*** TASK MATERIAL ***
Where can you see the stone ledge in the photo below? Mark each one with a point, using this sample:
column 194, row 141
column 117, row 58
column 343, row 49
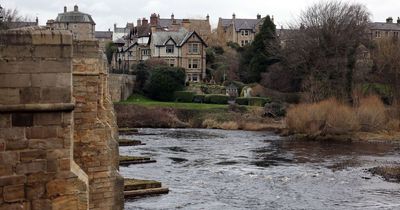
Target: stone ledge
column 64, row 107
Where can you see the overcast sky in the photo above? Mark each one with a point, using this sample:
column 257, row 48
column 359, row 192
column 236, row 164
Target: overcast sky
column 107, row 12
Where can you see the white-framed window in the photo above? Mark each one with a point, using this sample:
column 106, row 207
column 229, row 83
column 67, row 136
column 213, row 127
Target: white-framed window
column 169, row 49
column 194, row 48
column 245, row 32
column 195, row 78
column 170, row 62
column 378, row 34
column 194, row 63
column 145, row 52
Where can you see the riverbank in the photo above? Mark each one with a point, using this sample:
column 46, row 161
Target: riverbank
column 186, row 116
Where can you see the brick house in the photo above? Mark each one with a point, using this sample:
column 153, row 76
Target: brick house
column 240, row 31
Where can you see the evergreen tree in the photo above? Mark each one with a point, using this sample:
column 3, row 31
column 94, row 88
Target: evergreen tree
column 261, row 53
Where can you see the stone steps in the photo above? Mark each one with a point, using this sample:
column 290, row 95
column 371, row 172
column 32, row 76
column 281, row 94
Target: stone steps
column 128, row 131
column 128, row 142
column 129, row 160
column 137, row 188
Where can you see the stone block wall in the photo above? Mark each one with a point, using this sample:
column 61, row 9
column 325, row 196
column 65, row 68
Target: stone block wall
column 58, row 132
column 95, row 136
column 121, row 86
column 37, row 170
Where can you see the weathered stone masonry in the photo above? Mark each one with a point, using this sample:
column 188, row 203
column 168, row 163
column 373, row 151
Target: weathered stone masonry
column 57, row 127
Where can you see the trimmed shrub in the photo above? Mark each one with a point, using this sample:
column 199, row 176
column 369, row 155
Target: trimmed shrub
column 242, row 101
column 184, row 96
column 258, row 101
column 163, row 82
column 199, row 98
column 216, row 99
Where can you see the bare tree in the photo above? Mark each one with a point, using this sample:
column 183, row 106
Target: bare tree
column 322, row 47
column 387, row 60
column 9, row 16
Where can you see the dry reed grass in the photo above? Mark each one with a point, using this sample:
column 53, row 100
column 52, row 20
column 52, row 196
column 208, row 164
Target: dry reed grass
column 371, row 114
column 333, row 117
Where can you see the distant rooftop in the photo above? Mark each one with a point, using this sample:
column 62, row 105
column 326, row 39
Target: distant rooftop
column 74, row 16
column 103, row 34
column 241, row 24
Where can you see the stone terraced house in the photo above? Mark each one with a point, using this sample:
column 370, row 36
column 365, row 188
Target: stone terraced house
column 181, row 48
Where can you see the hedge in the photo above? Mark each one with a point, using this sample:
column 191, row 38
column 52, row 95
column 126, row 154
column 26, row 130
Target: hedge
column 199, row 98
column 216, row 99
column 242, row 101
column 258, row 101
column 184, row 96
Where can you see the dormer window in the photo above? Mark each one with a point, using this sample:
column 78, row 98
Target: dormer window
column 245, row 32
column 169, row 49
column 193, row 48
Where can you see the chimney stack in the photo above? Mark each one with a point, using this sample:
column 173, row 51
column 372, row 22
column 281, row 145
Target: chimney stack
column 145, row 22
column 153, row 19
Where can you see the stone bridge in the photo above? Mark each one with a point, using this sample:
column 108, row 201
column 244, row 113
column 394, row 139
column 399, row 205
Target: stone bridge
column 58, row 132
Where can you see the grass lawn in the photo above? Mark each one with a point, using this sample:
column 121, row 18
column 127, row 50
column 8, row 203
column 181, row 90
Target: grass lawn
column 144, row 101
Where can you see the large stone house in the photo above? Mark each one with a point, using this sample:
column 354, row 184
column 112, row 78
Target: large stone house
column 378, row 30
column 182, row 49
column 170, row 40
column 240, row 31
column 201, row 26
column 80, row 24
column 103, row 37
column 122, row 32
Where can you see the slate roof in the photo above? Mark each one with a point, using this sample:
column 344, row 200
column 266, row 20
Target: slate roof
column 103, row 34
column 74, row 17
column 142, row 30
column 160, row 38
column 241, row 24
column 20, row 24
column 384, row 26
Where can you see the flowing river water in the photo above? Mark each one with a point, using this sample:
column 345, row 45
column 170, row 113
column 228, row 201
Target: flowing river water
column 216, row 169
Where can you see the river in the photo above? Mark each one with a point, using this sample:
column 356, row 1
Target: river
column 228, row 170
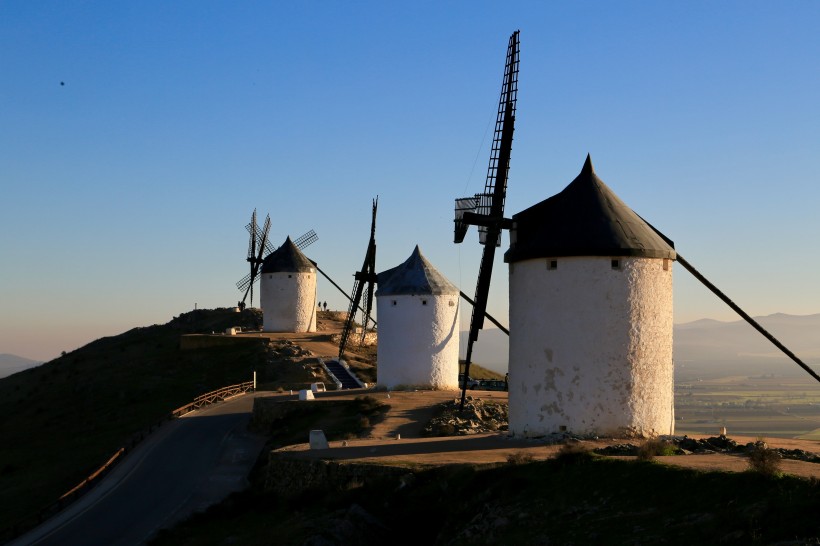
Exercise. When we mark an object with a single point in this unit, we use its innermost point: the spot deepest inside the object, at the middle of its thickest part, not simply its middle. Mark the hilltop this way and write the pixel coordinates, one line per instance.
(88, 403)
(11, 364)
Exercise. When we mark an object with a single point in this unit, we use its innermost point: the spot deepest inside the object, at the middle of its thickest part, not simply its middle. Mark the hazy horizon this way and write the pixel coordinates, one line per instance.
(139, 137)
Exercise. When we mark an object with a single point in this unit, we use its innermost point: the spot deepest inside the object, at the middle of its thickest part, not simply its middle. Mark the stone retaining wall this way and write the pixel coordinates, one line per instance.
(289, 476)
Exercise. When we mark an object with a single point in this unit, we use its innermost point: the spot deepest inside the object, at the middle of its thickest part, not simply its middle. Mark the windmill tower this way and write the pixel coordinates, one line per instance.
(418, 326)
(288, 290)
(260, 246)
(590, 317)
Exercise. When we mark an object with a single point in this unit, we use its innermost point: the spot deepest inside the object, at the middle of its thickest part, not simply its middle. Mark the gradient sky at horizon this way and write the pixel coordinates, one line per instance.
(137, 138)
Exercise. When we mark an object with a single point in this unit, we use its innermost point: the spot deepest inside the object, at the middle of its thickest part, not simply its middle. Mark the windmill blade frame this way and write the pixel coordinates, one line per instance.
(366, 276)
(489, 207)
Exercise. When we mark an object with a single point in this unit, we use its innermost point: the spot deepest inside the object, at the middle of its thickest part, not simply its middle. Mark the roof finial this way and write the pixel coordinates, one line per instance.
(588, 166)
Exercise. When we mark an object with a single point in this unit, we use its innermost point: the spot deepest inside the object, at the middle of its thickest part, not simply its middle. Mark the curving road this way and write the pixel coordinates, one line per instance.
(188, 465)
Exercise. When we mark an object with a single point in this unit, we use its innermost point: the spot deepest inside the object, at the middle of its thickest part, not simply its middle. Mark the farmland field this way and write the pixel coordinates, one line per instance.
(777, 406)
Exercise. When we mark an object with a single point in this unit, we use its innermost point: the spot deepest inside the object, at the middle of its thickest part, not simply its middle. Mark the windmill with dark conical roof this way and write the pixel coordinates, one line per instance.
(418, 326)
(260, 246)
(288, 290)
(590, 316)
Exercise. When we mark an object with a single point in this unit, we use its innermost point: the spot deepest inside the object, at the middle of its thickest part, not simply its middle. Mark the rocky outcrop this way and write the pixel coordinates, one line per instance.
(477, 416)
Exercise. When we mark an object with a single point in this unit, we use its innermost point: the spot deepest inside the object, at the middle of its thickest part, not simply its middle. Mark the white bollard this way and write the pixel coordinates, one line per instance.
(306, 394)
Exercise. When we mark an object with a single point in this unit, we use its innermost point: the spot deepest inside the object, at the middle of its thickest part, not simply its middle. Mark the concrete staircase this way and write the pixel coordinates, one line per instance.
(345, 376)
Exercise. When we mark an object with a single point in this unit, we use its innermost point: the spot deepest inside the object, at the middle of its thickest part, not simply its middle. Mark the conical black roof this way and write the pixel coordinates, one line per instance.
(416, 276)
(585, 219)
(287, 259)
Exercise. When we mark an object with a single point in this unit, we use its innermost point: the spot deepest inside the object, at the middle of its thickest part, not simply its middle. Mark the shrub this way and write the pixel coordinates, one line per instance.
(574, 453)
(764, 460)
(655, 448)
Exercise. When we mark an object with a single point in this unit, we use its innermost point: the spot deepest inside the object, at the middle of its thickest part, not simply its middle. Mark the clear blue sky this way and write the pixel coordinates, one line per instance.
(125, 191)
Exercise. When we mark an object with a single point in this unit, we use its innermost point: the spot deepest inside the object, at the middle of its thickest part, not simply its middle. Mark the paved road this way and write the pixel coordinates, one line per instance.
(186, 466)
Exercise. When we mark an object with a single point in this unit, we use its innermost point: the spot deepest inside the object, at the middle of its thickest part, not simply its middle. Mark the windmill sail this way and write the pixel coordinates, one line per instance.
(259, 246)
(362, 285)
(489, 206)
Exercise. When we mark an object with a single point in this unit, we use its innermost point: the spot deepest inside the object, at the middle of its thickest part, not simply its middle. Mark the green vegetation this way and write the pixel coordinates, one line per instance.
(655, 447)
(574, 499)
(67, 417)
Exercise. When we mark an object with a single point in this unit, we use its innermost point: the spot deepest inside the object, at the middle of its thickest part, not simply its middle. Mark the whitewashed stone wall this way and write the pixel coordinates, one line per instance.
(418, 342)
(591, 347)
(288, 301)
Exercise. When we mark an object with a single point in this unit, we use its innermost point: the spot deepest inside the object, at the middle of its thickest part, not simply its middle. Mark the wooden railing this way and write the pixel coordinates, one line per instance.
(212, 397)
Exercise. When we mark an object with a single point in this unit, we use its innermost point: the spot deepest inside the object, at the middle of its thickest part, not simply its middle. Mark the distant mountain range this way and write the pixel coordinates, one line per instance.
(11, 364)
(707, 347)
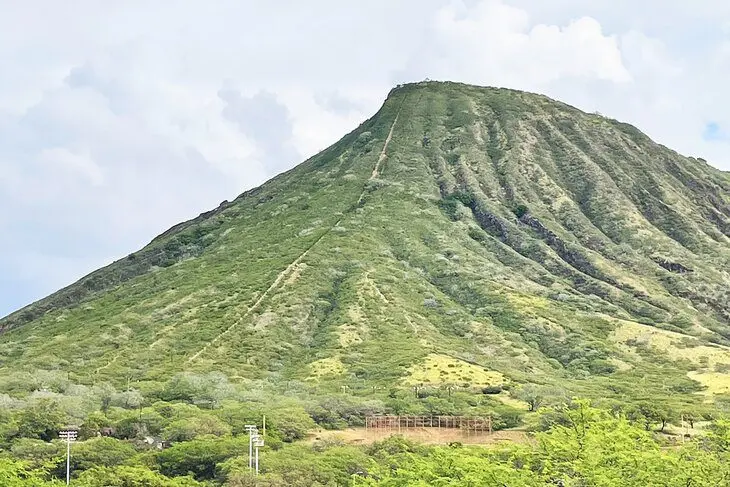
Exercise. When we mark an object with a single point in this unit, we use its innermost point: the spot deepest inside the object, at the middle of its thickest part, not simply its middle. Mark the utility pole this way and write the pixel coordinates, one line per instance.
(252, 430)
(69, 436)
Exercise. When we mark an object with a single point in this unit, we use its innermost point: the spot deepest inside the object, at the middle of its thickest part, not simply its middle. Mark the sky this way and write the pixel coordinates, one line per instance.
(119, 119)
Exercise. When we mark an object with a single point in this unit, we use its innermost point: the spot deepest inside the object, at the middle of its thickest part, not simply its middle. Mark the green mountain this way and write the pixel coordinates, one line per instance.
(462, 236)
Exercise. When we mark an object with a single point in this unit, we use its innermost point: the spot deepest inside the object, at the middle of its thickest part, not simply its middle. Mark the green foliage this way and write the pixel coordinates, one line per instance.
(199, 457)
(42, 420)
(126, 476)
(17, 474)
(321, 297)
(108, 452)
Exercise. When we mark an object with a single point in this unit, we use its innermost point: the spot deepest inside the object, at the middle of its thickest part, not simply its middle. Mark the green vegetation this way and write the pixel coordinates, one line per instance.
(503, 252)
(574, 444)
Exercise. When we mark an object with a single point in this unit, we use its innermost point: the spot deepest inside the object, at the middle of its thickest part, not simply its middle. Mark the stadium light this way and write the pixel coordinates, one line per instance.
(69, 436)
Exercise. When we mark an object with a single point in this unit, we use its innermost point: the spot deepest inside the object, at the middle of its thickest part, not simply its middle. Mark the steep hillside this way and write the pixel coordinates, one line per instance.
(463, 235)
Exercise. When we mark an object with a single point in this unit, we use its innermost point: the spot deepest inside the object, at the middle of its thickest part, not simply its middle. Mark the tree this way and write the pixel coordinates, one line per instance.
(42, 420)
(126, 476)
(291, 423)
(105, 451)
(190, 428)
(533, 395)
(17, 474)
(199, 457)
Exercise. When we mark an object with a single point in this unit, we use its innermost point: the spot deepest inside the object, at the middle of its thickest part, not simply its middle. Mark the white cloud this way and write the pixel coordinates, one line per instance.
(496, 43)
(112, 127)
(65, 160)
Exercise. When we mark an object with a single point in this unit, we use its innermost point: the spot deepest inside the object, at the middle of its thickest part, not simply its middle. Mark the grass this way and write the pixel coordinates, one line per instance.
(440, 369)
(432, 264)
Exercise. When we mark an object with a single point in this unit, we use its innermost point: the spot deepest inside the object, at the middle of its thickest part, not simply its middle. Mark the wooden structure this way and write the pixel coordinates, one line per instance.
(467, 424)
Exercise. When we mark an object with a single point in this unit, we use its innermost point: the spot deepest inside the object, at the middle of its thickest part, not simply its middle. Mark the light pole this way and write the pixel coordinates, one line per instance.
(255, 440)
(258, 442)
(252, 430)
(69, 436)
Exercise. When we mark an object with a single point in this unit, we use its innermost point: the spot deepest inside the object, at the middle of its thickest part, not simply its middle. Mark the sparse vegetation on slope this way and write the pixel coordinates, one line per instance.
(465, 251)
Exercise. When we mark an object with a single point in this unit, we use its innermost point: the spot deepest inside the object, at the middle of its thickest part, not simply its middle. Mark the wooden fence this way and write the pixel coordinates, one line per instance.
(467, 424)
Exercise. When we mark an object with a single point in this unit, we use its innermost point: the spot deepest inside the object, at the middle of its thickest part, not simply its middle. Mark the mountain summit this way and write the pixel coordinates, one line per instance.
(463, 235)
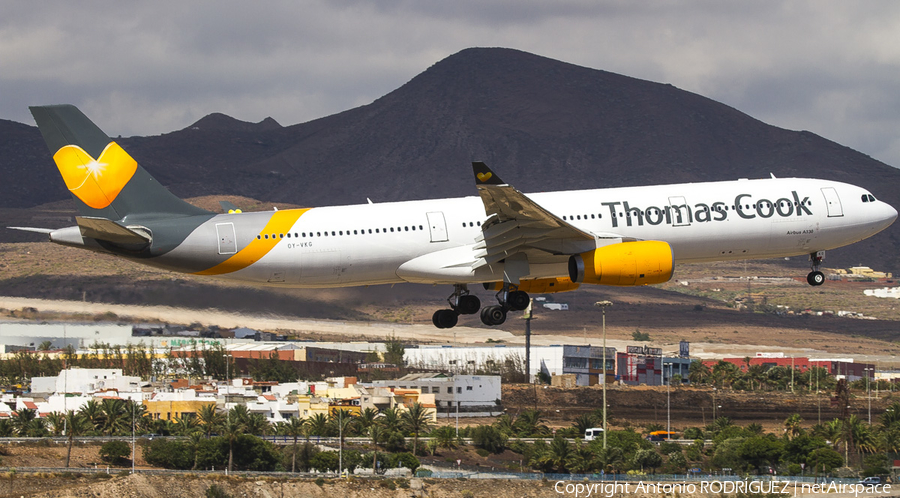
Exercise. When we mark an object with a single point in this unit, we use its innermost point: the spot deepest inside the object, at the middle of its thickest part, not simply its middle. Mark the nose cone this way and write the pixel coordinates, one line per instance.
(890, 214)
(886, 217)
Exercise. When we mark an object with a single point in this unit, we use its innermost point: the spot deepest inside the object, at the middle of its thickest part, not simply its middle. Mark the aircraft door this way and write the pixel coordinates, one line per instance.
(321, 267)
(437, 226)
(832, 202)
(225, 233)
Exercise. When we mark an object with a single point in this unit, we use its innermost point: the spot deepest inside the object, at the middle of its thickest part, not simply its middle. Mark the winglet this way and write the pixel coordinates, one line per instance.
(484, 175)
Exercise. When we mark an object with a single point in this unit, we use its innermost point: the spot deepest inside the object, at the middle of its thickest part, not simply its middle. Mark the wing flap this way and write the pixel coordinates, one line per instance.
(516, 224)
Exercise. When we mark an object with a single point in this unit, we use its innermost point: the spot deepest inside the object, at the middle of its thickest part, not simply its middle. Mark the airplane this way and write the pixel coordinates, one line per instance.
(511, 242)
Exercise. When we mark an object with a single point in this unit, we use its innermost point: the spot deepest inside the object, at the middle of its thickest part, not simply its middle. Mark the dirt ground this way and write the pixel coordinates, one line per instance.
(638, 406)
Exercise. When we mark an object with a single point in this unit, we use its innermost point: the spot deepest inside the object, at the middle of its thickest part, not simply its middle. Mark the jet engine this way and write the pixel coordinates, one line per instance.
(625, 264)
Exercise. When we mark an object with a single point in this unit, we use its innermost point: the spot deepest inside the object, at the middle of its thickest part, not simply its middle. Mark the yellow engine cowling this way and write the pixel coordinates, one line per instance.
(539, 285)
(625, 264)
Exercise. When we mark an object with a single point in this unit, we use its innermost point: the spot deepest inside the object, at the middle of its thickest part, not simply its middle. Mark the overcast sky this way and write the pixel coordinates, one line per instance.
(145, 68)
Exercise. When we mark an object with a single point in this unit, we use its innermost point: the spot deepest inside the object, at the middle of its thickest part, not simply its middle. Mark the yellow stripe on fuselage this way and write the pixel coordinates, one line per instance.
(280, 223)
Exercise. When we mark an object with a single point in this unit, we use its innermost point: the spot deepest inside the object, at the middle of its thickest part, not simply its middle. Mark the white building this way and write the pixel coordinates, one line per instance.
(86, 380)
(471, 395)
(469, 358)
(78, 335)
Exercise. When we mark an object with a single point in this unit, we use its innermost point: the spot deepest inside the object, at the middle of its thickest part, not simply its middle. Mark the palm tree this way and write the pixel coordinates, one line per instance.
(530, 423)
(318, 424)
(209, 418)
(390, 419)
(366, 418)
(76, 425)
(415, 420)
(26, 422)
(342, 422)
(93, 412)
(56, 422)
(891, 416)
(256, 424)
(792, 426)
(560, 450)
(376, 432)
(445, 437)
(584, 422)
(163, 427)
(136, 416)
(239, 412)
(863, 439)
(231, 430)
(293, 427)
(698, 373)
(186, 425)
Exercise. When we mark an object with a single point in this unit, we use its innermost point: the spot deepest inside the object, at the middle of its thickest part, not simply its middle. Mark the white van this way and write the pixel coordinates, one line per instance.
(593, 432)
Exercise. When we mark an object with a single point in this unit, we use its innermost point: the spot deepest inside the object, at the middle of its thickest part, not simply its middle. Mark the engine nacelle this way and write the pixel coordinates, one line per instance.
(539, 285)
(625, 264)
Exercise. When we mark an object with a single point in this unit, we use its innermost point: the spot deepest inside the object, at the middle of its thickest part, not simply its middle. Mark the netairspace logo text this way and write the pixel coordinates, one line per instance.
***
DESCRIPTION OF THE TASK
Please reproduce, word for word, every line from the first line of the records above through the line containing "column 236, row 164", and leave out the pictures.

RESPONSE
Where can you see the stone ledge in the photo below? Mark each one with a point, using this sample:
column 194, row 141
column 117, row 58
column 343, row 49
Target: stone ledge
column 64, row 107
Where can you see the overcast sky in the photo above? Mark each one with a point, using this sample:
column 257, row 48
column 359, row 192
column 236, row 164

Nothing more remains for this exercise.